*** SOURCE EXTRACT ***
Fernie also played an important part in the city during the challenging period of the 1970s and 80s. He spoke up for Liverpool and its people during those difficult days of revolts, riots, unemployment and the Militant Tendency. He was Deputy Chair of the Merseyside Manpower Services Commission for most of a decade, the public response at that time to massive unemployment in the city. He received his OBE for that work.

Fernie was the quintessential middle European intellectual, tri-lingual, interested in all aspects of public and political life. He had an extensive cultural hinterland. He was a Trustee of the Museum and Galleries on Merseyside and a sophisticated supporter and patron of the visual arts. He was instrumental in purchasing many of the University’s best paintings of that period and had a very fine personal collection of the leading Liverpool painters at that time, many of whom were personal friends including Adrian Henry, Sam Walsh, Maurice Cockerill, John Baum, Don McKinley and Melvin Chantry. With Paula he kept an elegant but always inviting home – a salon really – where they held interesting and often challenging dinner parties. Their General Election night parties were legendary attracting a diverse collection of friends and neighbours with different party loyalties – guaranteeing robust debate as the wine flowed, the results came in and the winners more or less gently gloated over the losers’ disappointment. Who can forget their legendary Portillo moment in 1997? I won’t. Fran and I were on the verge of leaving the Ridley party at about 3 a.m.when an excited roar went up and we rushed back into the main room to witness the coup de grace for Thatcherism. But we also went to other election night parties where the other side’s star was in the ascendant and we suffered our own defeats. Fernie rather enjoyed provoking both sides in that way.
*** End of SOURCE EXTRACT ***
*** RECORD EXTRACTS ***
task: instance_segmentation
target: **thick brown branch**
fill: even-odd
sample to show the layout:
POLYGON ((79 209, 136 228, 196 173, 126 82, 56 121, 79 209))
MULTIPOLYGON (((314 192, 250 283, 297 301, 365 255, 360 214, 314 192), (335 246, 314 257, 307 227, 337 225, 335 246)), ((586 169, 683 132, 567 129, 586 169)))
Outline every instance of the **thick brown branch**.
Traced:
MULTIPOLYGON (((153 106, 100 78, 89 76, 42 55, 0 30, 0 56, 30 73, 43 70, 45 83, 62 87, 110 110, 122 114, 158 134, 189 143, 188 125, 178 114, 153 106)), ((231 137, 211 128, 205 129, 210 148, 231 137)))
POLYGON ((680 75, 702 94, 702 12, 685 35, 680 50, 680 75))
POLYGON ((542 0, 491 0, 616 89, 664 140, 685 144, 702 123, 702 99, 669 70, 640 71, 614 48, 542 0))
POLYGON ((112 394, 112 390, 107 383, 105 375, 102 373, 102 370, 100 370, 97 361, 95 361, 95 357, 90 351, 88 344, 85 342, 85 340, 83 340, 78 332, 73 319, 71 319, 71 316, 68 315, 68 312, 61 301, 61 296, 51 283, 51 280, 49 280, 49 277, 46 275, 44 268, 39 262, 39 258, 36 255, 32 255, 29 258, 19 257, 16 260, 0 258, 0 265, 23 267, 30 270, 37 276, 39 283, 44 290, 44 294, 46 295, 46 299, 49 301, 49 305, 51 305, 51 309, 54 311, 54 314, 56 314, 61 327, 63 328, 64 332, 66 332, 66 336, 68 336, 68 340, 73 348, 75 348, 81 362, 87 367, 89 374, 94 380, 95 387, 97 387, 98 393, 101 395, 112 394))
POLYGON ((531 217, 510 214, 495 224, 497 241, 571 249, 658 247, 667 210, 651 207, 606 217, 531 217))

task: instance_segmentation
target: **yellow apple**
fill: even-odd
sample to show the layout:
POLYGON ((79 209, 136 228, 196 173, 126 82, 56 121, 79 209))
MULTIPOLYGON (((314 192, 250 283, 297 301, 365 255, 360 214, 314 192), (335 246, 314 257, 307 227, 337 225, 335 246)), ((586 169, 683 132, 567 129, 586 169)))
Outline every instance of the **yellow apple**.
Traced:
*** End of RECORD EXTRACTS ***
▶ WHAT THIS TASK INVOLVES
List the Liverpool painters whom the passage about Fernie names as personal friends represented in his collection.

▶ ANSWER TO THE EXERCISE
Adrian Henry, Sam Walsh, Maurice Cockerill, John Baum, Don McKinley, Melvin Chantry